» **Records**:
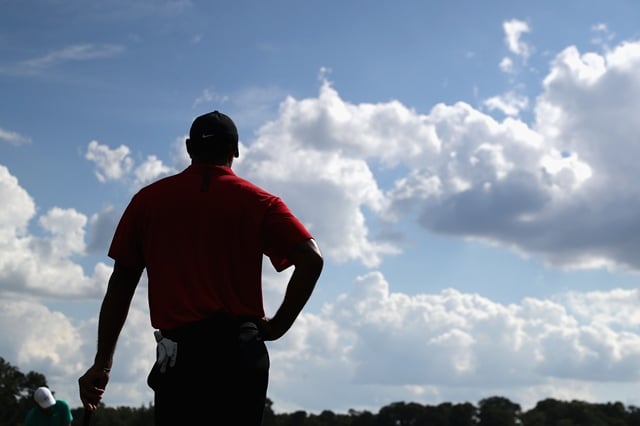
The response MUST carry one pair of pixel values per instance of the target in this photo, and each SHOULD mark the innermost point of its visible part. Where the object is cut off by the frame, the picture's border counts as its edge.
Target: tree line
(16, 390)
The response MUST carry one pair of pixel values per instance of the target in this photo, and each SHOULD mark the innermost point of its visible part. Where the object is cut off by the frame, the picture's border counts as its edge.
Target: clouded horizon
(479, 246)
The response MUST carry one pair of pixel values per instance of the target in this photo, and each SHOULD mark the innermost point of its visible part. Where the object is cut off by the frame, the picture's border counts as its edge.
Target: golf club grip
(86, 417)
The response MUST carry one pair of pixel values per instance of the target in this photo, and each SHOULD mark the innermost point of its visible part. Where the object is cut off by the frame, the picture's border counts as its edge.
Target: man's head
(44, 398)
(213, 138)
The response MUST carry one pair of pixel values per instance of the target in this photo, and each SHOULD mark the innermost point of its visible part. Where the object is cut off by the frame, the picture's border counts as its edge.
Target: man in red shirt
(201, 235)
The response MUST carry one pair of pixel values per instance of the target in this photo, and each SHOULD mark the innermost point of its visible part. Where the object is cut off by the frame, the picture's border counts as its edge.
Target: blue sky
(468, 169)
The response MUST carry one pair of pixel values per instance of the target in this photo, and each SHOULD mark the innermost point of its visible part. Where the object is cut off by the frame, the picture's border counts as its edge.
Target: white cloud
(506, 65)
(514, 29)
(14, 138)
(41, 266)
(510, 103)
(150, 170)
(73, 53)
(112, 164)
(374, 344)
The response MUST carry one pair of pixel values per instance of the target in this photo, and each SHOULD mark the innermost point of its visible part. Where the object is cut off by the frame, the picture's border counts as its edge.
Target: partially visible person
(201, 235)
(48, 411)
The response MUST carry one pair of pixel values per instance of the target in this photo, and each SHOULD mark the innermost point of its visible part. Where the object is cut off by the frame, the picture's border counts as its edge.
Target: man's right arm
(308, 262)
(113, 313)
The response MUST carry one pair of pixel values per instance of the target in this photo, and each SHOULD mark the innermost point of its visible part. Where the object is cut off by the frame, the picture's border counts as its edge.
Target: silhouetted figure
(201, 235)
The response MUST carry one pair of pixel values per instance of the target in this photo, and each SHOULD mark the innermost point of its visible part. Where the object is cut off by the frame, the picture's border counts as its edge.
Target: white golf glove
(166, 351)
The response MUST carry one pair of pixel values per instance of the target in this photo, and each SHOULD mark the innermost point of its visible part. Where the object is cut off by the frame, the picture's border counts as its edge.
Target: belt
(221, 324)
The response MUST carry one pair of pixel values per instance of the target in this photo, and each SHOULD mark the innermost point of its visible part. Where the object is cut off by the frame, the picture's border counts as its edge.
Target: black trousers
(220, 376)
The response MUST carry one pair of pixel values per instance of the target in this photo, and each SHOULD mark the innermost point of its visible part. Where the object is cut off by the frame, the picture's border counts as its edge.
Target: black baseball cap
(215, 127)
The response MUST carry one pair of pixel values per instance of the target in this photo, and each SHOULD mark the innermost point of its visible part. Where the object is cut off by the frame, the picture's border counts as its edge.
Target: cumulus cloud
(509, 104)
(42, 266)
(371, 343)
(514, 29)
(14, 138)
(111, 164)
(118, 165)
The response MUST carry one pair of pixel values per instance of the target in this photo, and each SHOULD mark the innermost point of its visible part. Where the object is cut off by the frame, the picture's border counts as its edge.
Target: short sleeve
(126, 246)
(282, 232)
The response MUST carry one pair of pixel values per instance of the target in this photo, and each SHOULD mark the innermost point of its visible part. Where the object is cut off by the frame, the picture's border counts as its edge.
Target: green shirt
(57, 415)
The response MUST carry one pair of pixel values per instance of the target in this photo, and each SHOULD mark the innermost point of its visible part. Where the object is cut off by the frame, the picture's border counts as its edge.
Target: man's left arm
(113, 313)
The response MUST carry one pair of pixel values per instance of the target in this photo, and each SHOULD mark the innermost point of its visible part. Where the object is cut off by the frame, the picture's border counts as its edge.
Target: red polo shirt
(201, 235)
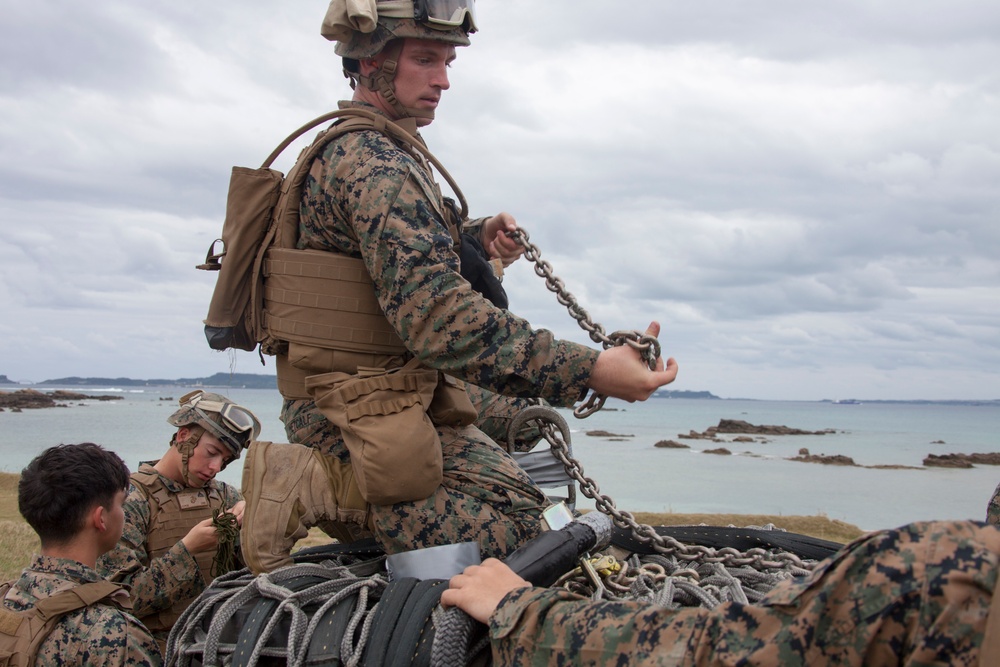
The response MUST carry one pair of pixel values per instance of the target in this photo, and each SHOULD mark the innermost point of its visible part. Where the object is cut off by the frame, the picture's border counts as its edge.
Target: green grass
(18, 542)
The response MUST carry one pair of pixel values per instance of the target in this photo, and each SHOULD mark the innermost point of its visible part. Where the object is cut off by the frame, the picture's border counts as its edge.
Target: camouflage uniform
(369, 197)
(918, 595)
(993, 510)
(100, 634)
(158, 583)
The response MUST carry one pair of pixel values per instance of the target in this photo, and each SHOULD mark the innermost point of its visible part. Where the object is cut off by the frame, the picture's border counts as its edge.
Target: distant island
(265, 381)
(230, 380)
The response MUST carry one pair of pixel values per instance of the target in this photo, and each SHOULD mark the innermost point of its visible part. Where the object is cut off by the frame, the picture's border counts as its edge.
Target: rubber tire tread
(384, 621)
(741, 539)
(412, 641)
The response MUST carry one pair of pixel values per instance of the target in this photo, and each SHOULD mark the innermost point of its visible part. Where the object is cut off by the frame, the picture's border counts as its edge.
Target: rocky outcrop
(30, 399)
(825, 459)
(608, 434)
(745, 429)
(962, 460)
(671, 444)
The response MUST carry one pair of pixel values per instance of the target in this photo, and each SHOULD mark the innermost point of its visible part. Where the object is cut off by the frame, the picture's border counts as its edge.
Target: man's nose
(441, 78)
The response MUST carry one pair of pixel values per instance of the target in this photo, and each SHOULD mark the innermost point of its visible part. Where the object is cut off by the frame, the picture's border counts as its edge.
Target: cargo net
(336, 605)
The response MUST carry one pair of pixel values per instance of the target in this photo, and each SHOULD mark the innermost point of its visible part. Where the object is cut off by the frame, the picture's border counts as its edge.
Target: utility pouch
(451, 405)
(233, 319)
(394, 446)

» **Exercise requirements**:
Your task is to set down the records shown above exactly, minus any pictures.

» **Response to this exercise**:
The response MUST carry one pair of pixel values per instance of the target in this photo, and each SHOULD mark the innermost point of its visible part. Where the object is cut off by the frame, the picture's border counts as its edge.
Target: tree line
(16, 390)
The response MUST carry one pair of pixel values per instance of the target in this photo, and each SHOULD mark the innermost point of its visible part. Where the object is cut off by the frame, the picture's border counts as its edge.
Target: clouded horizon
(479, 246)
The response MUST carry one pair of pixel values per instance of the target in this photo, and each SHOULD mark the innermost point of its visible part. Where the object is cut off by the frame, the picture's border counts as its edge.
Target: golf club grip
(86, 417)
The response MUST carry one pair of pixel values per instance of the target in this photo, and each SHOULD mark the innermost point of its visible part. Where the object is cut off by the frame, the picture's border counts as its edge.
Target: man's head
(44, 398)
(213, 138)
The response MUST carry one pair of pixel values per instance of the target in this photo, and each SHOULD mark the innermost point of its visible part. Where the object is cut off by the frame, the picture's border counts as its edge.
Target: man in red shirt
(201, 235)
The response MUST carry one pair of pixel values per instance of the target in this photo, and each SHOULD mark the innermost point of its visible part. Where the object is cut off by the frame, the picture's border counts as its edge.
Target: blue sky
(468, 169)
The response MUST carry one pair of pixel values per instance of the target in this photo, and each SHOULD mark the innermost point of its visible part. Where the object is cut off by the frame, the picture's border counts as its edge.
Target: white cloud
(506, 65)
(514, 29)
(14, 138)
(41, 266)
(510, 103)
(150, 170)
(73, 53)
(112, 164)
(374, 344)
The response MUST carry one pair of pixel values per instance of the target in this photo, and each SHOULD mark the innermost point of its visible part. Where the object is cut off by the frame, the picture's border counts as its edge.
Target: partially visible person
(201, 235)
(48, 411)
The response MUST carry one pair of pixel values per instance of the target in this photo, and each SHOULD mark the innermost point of its visible part. Where the object is cut off by the frame, the picture's border counts as its edge.
Target: man's right arm
(308, 262)
(113, 313)
The response MUST carry one pair of pixel values per instance of the target in this photo, and each SHOULD mark the innermost point of its visible part. Where the object is cut off by the frame, the picture's border counts as its edge.
Target: silhouetted figure
(201, 235)
The response MUST carry one pair of pixel values per instance of the target in this photo, and each SHOULD mark the innermost point of its visible part. Where the object is cut off by the frame, the picture's border counts as its edge.
Target: white golf glove
(166, 351)
The response MUST carry one pair of pixel values per instance of the target in this photo, and each SHOULD mark the innermost point of its visible part. Where the object is cut off by the frame, the picture's border counts as its edge.
Target: belt
(221, 324)
The response MUST carry one pair of pixel values per instance of the target in this photo, and each SHOULD mark the innermost point of its visible part. Where the object is cut off by the frame, the picture's border counts as its edge.
Target: black trousers
(220, 376)
The response MUST carry one pair of pixel values per instance of the target in this photo, and each SHOULD mark the innermost point of its visible part. Where the object is cut off by the frame, the picture's border counts as its edge.
Target: black baseball cap
(215, 127)
The response MUST carry one pair of pixel values per instance of the target in this photo, and each SHOULD mark the innermost point of its visible part. Where the object is cut off by the frame, the picture's border counts as its edge.
Target: cumulus cloud
(509, 104)
(42, 266)
(371, 343)
(514, 29)
(14, 138)
(111, 164)
(118, 165)
The response MUST carry one pair of pixel values per instance of the target in this photo, and each SHOULD mark the innermost point of its visible part. Where the object is cut off by the frame, the picture's border counts as its edge.
Target: short sleeve
(126, 246)
(282, 232)
The response MUST carry one pair of pixel values per instance of the target in this photo, and each SHOULD mark the innermost point of its visible part. Where the object is cut off by the frame, the picture's border counts as its edge.
Target: green shirt
(57, 415)
The response MUST carry one pair of pixel values per instance of the target in this photo, and each SHOULD mark the innermost point of its visible part. Where the object is cut off by the frame, the picture's border counts as its edge.
Target: man's left arm
(113, 313)
The response MUST carry one pair of pixel values per instance of the target in this photo, and each SHOULD mark the innermost point of its visible part. Where the object is cut off by the frame, the picture's border counts as its edge.
Target: red polo shirt
(201, 235)
The response MUST carry one pair of pixel values per instance of the target in this photo, and each SHOULD mark the innermost point of its visible part. Where the object is cut off by the frame, the picture's border counts as its edge.
Target: green grass
(18, 542)
The response MUST carry one pair of pixel values per instance of the target in this photo, and each SHOULD mark the innermost point of its visible part. Where the object is cut off by the frame, the picture's border counts as its edge.
Target: camouflage uniform
(369, 197)
(918, 595)
(993, 510)
(100, 634)
(158, 583)
The response MUST carry one pair of pixel values per instance of the target in this photo, and each SHOULD mark the innermost point of its visible part. Where the object is cut off by the frame, the picture's border counts as its edge.
Target: distant island
(265, 381)
(230, 380)
The response MUST carry one pair of pixel values per instance of the target in this photo, and each SHOULD mark the innermost point of its visible part. Where the object is cut off by the frame, the picture's border counts as its edge.
Target: rubber tire tread
(384, 621)
(741, 539)
(412, 641)
The response MUST carry one pair of pixel values per instance of the target in this photo, and each SHOULD mark the innermost point of its visible part. Where the object is cut off by the frame, the picture's border counts as its edge.
Target: rocky outcrop
(30, 399)
(825, 459)
(608, 434)
(745, 429)
(962, 460)
(671, 444)
The response MUST carry one pair of pixel values per instance of the target in this photo, and each SHOULD mark the innermost point of its visible part. Where the object is cut off by the frame, the picture's border counts as its edge.
Target: man's nose
(441, 78)
The response MUST carry one pair of pixel values per instance of the target in this photo, and each SHOULD mark the innermost point of its visible part. Where the object is cut off by the frame, the picture's border counts as its edge.
Target: cargo net
(336, 605)
The response MUST carry one pair of pixel values per instance of the target in this photo, and each SHOULD mark the innermost point of its visible part. Where the object is cut off by the frame, the picture's border counts as its edge.
Target: utility pouch
(451, 405)
(233, 319)
(394, 446)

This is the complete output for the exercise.